◆ **Exercise aim**: Add -44 to every coordinate in the answers, then write out the items again from the line containing "Accessibility service: describe the position of every motorboat" through the end of the items, keeping both ends and every request line.

◆ **Input for this task**:
[Begin]
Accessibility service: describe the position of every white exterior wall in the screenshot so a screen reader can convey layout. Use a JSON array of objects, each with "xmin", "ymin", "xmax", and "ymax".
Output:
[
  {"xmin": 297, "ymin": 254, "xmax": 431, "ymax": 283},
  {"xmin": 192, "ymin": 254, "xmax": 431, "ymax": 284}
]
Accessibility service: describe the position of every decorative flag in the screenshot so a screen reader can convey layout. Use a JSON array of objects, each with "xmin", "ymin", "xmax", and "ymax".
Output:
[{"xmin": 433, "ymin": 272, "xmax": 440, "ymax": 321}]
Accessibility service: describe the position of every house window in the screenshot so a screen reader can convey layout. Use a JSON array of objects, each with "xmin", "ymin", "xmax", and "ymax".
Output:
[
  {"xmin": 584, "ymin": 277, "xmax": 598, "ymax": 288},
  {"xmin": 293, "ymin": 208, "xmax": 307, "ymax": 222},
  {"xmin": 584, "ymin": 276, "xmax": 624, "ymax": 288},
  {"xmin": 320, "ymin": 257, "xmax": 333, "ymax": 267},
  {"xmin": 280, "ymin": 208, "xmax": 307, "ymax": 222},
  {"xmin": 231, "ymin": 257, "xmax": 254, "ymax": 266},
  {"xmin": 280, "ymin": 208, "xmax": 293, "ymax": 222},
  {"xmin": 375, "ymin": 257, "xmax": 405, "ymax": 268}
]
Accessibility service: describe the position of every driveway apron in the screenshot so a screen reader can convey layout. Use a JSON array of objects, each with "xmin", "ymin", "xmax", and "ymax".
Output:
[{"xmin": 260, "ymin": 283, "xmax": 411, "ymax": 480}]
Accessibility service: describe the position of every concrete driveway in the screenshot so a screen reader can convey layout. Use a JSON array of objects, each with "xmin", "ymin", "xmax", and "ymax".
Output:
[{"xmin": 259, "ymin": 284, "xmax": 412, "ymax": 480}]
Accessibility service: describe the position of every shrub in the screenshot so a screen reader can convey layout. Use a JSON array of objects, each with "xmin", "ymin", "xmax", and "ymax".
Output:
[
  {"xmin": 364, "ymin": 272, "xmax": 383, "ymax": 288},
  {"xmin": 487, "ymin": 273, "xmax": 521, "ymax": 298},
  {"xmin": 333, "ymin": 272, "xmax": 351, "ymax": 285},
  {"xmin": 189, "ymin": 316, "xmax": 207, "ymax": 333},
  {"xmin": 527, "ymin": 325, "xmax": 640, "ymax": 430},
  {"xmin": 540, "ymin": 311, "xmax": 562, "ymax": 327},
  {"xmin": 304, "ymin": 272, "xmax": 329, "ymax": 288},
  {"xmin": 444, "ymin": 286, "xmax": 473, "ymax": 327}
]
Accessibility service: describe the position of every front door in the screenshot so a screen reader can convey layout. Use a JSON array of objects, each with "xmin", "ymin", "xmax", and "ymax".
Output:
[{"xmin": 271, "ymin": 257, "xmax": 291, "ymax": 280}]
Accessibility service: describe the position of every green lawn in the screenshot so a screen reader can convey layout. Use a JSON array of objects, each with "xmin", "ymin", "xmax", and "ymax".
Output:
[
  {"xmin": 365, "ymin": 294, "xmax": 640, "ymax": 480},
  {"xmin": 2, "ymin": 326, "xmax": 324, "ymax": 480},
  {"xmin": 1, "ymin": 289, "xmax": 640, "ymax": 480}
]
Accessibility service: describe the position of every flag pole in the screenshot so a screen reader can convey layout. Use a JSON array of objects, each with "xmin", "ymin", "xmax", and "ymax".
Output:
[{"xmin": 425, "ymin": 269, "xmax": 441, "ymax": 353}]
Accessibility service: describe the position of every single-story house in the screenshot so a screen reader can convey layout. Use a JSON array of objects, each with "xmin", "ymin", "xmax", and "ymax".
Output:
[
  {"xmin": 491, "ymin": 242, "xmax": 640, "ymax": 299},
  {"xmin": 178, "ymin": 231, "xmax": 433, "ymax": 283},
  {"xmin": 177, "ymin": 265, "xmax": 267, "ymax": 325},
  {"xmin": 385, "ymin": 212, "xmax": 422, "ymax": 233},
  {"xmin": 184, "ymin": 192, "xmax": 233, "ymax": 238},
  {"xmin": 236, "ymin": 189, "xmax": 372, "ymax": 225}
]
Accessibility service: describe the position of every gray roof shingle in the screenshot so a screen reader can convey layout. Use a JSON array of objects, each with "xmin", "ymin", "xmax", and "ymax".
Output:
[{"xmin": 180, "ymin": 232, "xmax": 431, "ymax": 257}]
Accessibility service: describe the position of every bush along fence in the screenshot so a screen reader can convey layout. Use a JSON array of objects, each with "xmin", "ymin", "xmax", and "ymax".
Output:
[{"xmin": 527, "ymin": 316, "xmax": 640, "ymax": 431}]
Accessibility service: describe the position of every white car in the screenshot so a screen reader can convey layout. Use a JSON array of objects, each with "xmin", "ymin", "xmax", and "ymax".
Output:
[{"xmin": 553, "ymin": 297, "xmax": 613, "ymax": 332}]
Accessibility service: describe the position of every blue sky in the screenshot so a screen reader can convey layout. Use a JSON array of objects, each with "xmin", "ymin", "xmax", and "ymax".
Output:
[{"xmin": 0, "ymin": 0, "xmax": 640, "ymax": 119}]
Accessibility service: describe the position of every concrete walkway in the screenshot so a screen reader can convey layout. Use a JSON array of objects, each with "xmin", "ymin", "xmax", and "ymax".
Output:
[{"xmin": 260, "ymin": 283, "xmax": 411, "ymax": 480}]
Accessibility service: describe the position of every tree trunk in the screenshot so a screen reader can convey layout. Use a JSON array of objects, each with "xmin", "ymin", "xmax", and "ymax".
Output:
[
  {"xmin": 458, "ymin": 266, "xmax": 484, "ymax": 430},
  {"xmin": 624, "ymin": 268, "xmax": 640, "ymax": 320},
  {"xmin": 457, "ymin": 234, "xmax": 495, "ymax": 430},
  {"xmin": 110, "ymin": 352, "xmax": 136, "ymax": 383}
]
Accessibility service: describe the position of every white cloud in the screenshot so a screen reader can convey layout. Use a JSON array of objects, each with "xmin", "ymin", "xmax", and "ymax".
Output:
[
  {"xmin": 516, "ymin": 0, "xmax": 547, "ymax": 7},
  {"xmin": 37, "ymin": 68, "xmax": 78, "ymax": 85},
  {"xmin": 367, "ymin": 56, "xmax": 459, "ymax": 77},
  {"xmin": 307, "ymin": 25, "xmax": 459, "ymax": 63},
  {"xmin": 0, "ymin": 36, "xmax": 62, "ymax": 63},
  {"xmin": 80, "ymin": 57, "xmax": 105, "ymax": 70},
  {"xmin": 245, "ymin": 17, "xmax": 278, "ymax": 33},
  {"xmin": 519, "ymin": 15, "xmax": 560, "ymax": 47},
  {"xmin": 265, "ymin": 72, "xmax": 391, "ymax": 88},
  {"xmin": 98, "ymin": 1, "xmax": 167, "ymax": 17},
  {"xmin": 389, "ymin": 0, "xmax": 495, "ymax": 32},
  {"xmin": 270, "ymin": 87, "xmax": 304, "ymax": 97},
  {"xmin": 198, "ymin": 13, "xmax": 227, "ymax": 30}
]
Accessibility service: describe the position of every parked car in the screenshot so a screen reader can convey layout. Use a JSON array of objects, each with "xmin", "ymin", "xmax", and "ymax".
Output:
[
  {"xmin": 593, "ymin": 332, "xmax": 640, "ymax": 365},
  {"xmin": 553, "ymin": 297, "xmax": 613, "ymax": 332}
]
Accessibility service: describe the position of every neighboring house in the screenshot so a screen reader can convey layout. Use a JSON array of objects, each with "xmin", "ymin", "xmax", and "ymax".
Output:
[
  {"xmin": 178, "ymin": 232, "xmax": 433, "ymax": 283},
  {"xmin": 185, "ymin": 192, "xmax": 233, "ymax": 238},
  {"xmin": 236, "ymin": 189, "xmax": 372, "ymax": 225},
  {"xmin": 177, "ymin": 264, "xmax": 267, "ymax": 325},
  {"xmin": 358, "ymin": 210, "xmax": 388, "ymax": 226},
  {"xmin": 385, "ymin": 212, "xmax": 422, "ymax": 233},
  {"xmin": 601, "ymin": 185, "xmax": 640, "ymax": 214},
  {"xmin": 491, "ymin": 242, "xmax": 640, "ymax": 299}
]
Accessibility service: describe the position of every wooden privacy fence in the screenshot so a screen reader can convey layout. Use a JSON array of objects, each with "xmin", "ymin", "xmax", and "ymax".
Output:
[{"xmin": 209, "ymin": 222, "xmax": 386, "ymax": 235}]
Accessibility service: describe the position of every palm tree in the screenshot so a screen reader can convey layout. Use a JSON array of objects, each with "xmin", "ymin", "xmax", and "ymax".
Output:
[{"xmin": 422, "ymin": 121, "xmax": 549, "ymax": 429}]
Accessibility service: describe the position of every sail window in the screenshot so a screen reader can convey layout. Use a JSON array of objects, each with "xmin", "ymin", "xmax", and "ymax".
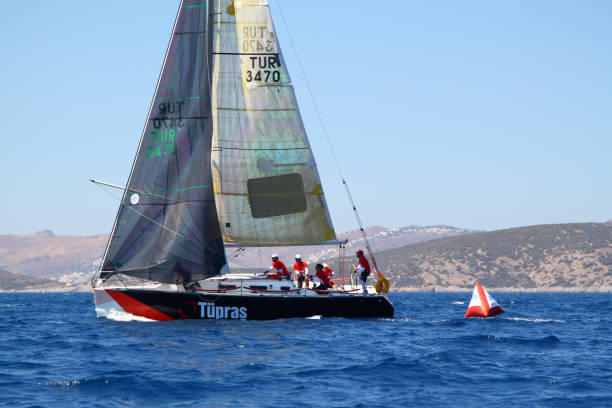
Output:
[{"xmin": 247, "ymin": 173, "xmax": 307, "ymax": 218}]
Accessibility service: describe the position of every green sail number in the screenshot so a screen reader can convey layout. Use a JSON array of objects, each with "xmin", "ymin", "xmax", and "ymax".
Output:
[{"xmin": 147, "ymin": 129, "xmax": 176, "ymax": 159}]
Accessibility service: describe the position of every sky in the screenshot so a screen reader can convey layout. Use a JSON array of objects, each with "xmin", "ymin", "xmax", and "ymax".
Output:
[{"xmin": 0, "ymin": 0, "xmax": 612, "ymax": 235}]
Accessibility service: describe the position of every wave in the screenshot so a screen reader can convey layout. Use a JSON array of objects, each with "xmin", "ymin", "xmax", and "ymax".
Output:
[
  {"xmin": 500, "ymin": 317, "xmax": 565, "ymax": 323},
  {"xmin": 459, "ymin": 334, "xmax": 561, "ymax": 347}
]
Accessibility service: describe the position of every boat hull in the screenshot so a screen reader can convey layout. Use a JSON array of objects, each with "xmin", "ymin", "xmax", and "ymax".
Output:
[{"xmin": 94, "ymin": 288, "xmax": 394, "ymax": 321}]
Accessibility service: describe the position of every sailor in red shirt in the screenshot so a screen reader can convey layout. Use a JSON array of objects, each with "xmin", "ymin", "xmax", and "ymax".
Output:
[
  {"xmin": 293, "ymin": 254, "xmax": 308, "ymax": 289},
  {"xmin": 314, "ymin": 264, "xmax": 337, "ymax": 290},
  {"xmin": 266, "ymin": 254, "xmax": 290, "ymax": 279},
  {"xmin": 323, "ymin": 264, "xmax": 334, "ymax": 279},
  {"xmin": 353, "ymin": 249, "xmax": 370, "ymax": 293}
]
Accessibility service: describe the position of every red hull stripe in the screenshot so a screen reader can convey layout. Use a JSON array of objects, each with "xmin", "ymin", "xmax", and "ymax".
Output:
[
  {"xmin": 465, "ymin": 305, "xmax": 487, "ymax": 317},
  {"xmin": 487, "ymin": 306, "xmax": 504, "ymax": 317},
  {"xmin": 106, "ymin": 289, "xmax": 174, "ymax": 321},
  {"xmin": 465, "ymin": 306, "xmax": 504, "ymax": 317},
  {"xmin": 476, "ymin": 282, "xmax": 489, "ymax": 316}
]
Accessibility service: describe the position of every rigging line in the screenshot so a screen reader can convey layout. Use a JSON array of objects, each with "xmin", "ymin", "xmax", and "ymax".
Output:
[
  {"xmin": 94, "ymin": 182, "xmax": 192, "ymax": 242},
  {"xmin": 226, "ymin": 0, "xmax": 263, "ymax": 268},
  {"xmin": 276, "ymin": 1, "xmax": 380, "ymax": 275}
]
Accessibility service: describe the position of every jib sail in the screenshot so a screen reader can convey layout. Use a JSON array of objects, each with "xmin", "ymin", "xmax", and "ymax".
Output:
[
  {"xmin": 101, "ymin": 0, "xmax": 226, "ymax": 282},
  {"xmin": 212, "ymin": 0, "xmax": 336, "ymax": 245}
]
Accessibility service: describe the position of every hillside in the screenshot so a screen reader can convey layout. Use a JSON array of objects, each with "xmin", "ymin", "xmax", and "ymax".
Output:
[
  {"xmin": 0, "ymin": 230, "xmax": 108, "ymax": 284},
  {"xmin": 0, "ymin": 271, "xmax": 67, "ymax": 291},
  {"xmin": 226, "ymin": 225, "xmax": 475, "ymax": 269},
  {"xmin": 376, "ymin": 223, "xmax": 612, "ymax": 291},
  {"xmin": 0, "ymin": 226, "xmax": 471, "ymax": 285},
  {"xmin": 0, "ymin": 222, "xmax": 612, "ymax": 291}
]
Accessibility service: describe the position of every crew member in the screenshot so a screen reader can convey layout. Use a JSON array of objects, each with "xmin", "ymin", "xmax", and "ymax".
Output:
[
  {"xmin": 313, "ymin": 264, "xmax": 337, "ymax": 290},
  {"xmin": 323, "ymin": 263, "xmax": 334, "ymax": 279},
  {"xmin": 293, "ymin": 254, "xmax": 309, "ymax": 289},
  {"xmin": 353, "ymin": 249, "xmax": 370, "ymax": 293},
  {"xmin": 266, "ymin": 254, "xmax": 290, "ymax": 279}
]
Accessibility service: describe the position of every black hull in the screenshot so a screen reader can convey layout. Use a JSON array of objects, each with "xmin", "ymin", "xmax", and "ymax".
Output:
[{"xmin": 95, "ymin": 289, "xmax": 394, "ymax": 320}]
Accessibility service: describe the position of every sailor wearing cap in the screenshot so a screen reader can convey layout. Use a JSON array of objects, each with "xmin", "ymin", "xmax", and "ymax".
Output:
[
  {"xmin": 293, "ymin": 254, "xmax": 309, "ymax": 289},
  {"xmin": 266, "ymin": 254, "xmax": 290, "ymax": 279},
  {"xmin": 353, "ymin": 249, "xmax": 370, "ymax": 293}
]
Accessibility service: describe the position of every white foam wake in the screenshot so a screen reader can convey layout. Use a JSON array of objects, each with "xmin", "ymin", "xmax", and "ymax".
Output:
[
  {"xmin": 96, "ymin": 307, "xmax": 155, "ymax": 322},
  {"xmin": 506, "ymin": 317, "xmax": 565, "ymax": 323}
]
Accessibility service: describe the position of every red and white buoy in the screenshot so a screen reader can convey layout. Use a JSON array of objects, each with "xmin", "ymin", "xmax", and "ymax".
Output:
[{"xmin": 465, "ymin": 282, "xmax": 504, "ymax": 317}]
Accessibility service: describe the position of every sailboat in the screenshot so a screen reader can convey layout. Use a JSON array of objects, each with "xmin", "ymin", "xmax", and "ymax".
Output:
[
  {"xmin": 92, "ymin": 0, "xmax": 394, "ymax": 320},
  {"xmin": 464, "ymin": 282, "xmax": 504, "ymax": 318}
]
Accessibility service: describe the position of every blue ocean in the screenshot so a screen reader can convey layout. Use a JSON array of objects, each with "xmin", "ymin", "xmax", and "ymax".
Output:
[{"xmin": 0, "ymin": 292, "xmax": 612, "ymax": 408}]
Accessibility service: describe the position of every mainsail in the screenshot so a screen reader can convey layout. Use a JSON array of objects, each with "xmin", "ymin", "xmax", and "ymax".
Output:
[
  {"xmin": 212, "ymin": 0, "xmax": 336, "ymax": 246},
  {"xmin": 101, "ymin": 0, "xmax": 226, "ymax": 282}
]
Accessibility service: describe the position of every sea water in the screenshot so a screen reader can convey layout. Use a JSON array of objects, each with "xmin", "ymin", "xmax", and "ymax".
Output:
[{"xmin": 0, "ymin": 292, "xmax": 612, "ymax": 408}]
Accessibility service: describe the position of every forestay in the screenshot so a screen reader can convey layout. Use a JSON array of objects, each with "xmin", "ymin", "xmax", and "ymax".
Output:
[
  {"xmin": 212, "ymin": 0, "xmax": 336, "ymax": 245},
  {"xmin": 101, "ymin": 0, "xmax": 226, "ymax": 282}
]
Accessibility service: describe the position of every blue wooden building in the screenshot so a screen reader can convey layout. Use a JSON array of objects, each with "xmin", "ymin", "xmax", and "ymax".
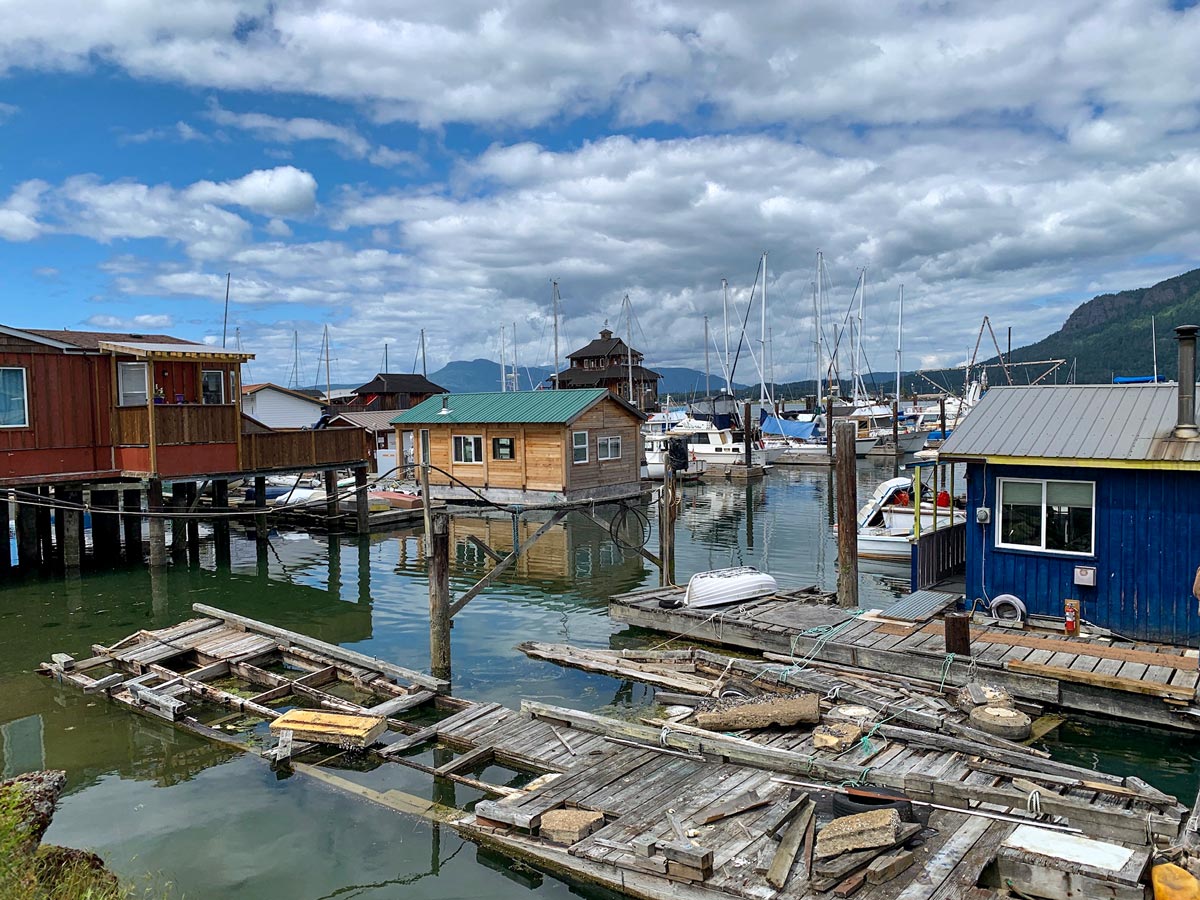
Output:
[{"xmin": 941, "ymin": 326, "xmax": 1200, "ymax": 646}]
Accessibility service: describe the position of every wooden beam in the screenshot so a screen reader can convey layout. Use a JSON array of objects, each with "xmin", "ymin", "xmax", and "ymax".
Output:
[{"xmin": 450, "ymin": 510, "xmax": 566, "ymax": 617}]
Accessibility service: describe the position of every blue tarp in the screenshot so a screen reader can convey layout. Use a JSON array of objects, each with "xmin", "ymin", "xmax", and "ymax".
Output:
[{"xmin": 762, "ymin": 415, "xmax": 817, "ymax": 440}]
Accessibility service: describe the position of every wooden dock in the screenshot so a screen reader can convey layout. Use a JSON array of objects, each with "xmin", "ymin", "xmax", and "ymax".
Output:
[
  {"xmin": 42, "ymin": 604, "xmax": 1187, "ymax": 900},
  {"xmin": 608, "ymin": 587, "xmax": 1200, "ymax": 731}
]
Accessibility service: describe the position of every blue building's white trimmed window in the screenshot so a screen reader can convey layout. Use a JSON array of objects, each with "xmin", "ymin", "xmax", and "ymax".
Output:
[
  {"xmin": 996, "ymin": 478, "xmax": 1096, "ymax": 556},
  {"xmin": 0, "ymin": 368, "xmax": 29, "ymax": 428},
  {"xmin": 454, "ymin": 434, "xmax": 484, "ymax": 462}
]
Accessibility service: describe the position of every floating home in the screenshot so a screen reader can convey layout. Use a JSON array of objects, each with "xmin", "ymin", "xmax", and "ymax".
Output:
[
  {"xmin": 941, "ymin": 325, "xmax": 1200, "ymax": 646},
  {"xmin": 0, "ymin": 326, "xmax": 366, "ymax": 568},
  {"xmin": 392, "ymin": 388, "xmax": 646, "ymax": 503}
]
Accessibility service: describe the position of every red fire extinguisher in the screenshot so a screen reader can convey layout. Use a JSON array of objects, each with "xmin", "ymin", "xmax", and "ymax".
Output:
[{"xmin": 1062, "ymin": 600, "xmax": 1079, "ymax": 635}]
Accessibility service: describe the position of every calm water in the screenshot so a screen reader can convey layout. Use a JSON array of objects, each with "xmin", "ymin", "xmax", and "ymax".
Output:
[{"xmin": 0, "ymin": 463, "xmax": 1200, "ymax": 900}]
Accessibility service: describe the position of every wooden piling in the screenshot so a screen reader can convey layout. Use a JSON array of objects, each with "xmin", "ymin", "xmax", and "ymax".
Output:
[
  {"xmin": 834, "ymin": 422, "xmax": 858, "ymax": 610},
  {"xmin": 212, "ymin": 478, "xmax": 230, "ymax": 569},
  {"xmin": 428, "ymin": 511, "xmax": 450, "ymax": 679},
  {"xmin": 121, "ymin": 487, "xmax": 142, "ymax": 565},
  {"xmin": 55, "ymin": 488, "xmax": 83, "ymax": 570},
  {"xmin": 942, "ymin": 612, "xmax": 971, "ymax": 656},
  {"xmin": 17, "ymin": 487, "xmax": 42, "ymax": 569},
  {"xmin": 325, "ymin": 470, "xmax": 342, "ymax": 534},
  {"xmin": 354, "ymin": 466, "xmax": 371, "ymax": 534}
]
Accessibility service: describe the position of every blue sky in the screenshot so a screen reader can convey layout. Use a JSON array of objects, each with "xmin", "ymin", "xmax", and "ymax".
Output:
[{"xmin": 0, "ymin": 0, "xmax": 1200, "ymax": 383}]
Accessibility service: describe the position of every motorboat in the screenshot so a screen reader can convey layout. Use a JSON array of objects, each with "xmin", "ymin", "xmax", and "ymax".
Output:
[
  {"xmin": 857, "ymin": 476, "xmax": 967, "ymax": 562},
  {"xmin": 683, "ymin": 565, "xmax": 779, "ymax": 608}
]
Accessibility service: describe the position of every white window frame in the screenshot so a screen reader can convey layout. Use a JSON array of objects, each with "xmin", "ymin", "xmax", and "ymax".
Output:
[
  {"xmin": 992, "ymin": 476, "xmax": 1096, "ymax": 557},
  {"xmin": 116, "ymin": 362, "xmax": 150, "ymax": 407},
  {"xmin": 200, "ymin": 368, "xmax": 228, "ymax": 406},
  {"xmin": 450, "ymin": 434, "xmax": 484, "ymax": 466},
  {"xmin": 596, "ymin": 434, "xmax": 620, "ymax": 462},
  {"xmin": 0, "ymin": 366, "xmax": 29, "ymax": 428}
]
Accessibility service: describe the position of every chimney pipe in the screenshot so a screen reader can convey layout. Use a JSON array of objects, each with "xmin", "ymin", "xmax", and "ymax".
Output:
[{"xmin": 1175, "ymin": 325, "xmax": 1200, "ymax": 438}]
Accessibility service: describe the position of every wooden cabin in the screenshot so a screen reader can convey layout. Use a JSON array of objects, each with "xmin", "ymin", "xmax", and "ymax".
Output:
[End]
◆ **Answer for this exercise**:
Accessibility service: describe the position of every motorboat in the screenshot so a screen reader can convey layout. Use a JSON array of objects, each with "xmin", "ymin", "xmax", and "ymax".
Output:
[
  {"xmin": 813, "ymin": 432, "xmax": 923, "ymax": 518},
  {"xmin": 639, "ymin": 521, "xmax": 735, "ymax": 564}
]
Accessibility service: describe the position of every white window frame in the screenshot so a screen reader can convey layout. Use a JSON array of objects, each with "xmin", "ymin", "xmax", and "ymax".
Output:
[
  {"xmin": 948, "ymin": 432, "xmax": 1052, "ymax": 513},
  {"xmin": 72, "ymin": 318, "xmax": 106, "ymax": 363},
  {"xmin": 156, "ymin": 324, "xmax": 184, "ymax": 362},
  {"xmin": 406, "ymin": 390, "xmax": 440, "ymax": 422},
  {"xmin": 552, "ymin": 390, "xmax": 576, "ymax": 418},
  {"xmin": -44, "ymin": 322, "xmax": -15, "ymax": 384}
]
Accessibility service: describe the position of every chimney pipe in the screenshot so a screen reader can convey layout. Use a JSON array of objects, each with "xmin", "ymin", "xmax", and "ymax".
Output:
[{"xmin": 1131, "ymin": 281, "xmax": 1156, "ymax": 394}]
Accessibility service: describe the position of every wooden cabin in the screenshot so a screen reader can convey layout. Use a JSON array of objects, each with "xmin", "ymin", "xmax", and "ymax".
Output:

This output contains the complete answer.